### Exercise brief:
Which lines of the material below contain the string "instance", matching case exactly? Show every such line in full.

### Supplied records:
━━━━━━━━━━━━━━━━━━━━━━━━━━━━━━

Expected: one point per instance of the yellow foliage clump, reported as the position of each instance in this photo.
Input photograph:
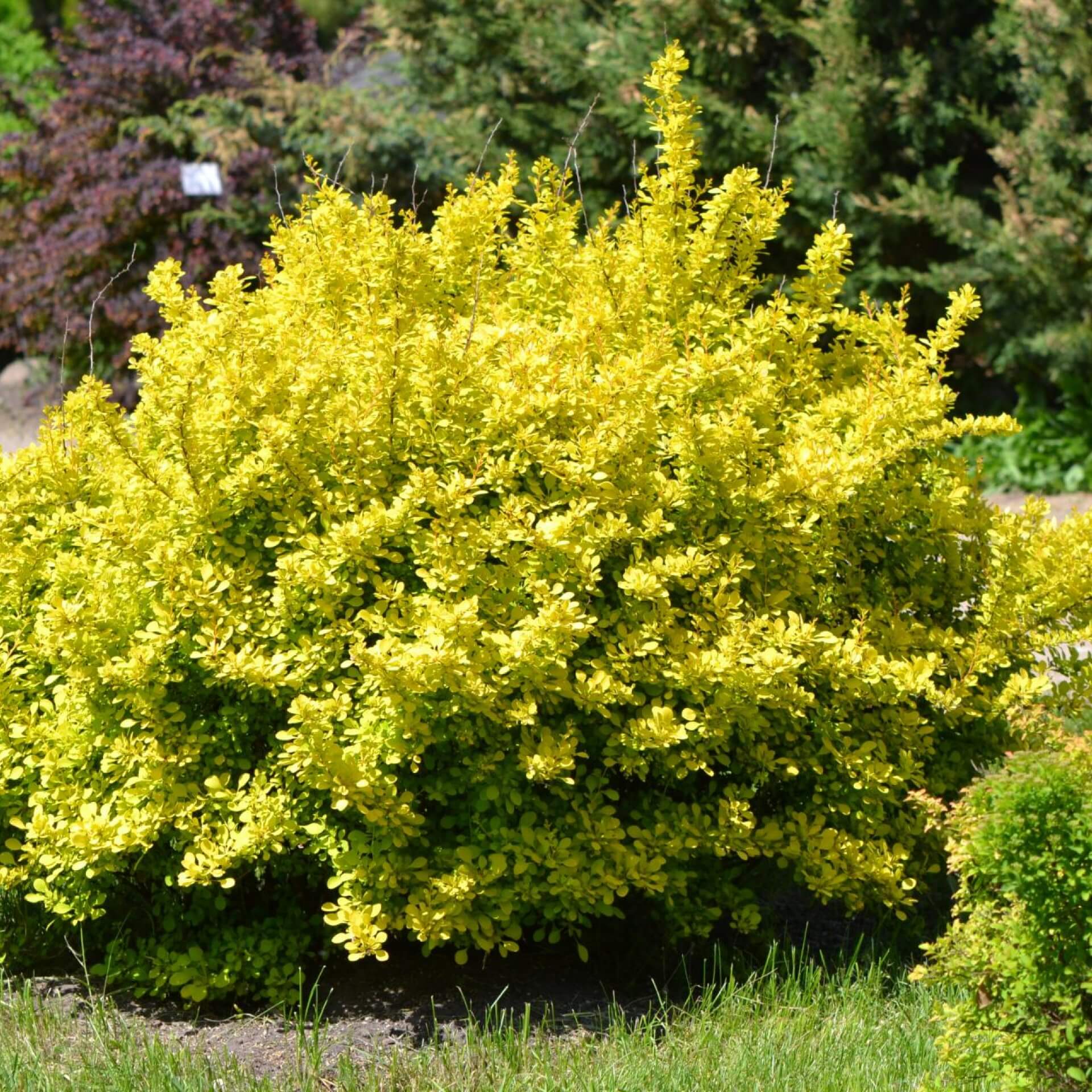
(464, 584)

━━━━━━━━━━━━━━━━━━━━━━━━━━━━━━

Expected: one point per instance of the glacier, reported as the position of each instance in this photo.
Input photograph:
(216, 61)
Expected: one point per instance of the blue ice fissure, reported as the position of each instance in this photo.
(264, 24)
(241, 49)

━━━━━━━━━━━━━━━━━━━━━━━━━━━━━━

### Problem solution:
Expected: one point per instance of the yellow foliage clump, reported as the position of each instance in this photo.
Expected: one point per instance of the glacier, reported as the position of each instance in this photo.
Expected: one point per instance of the blue ice fissure, reported as the position of each instance in this photo.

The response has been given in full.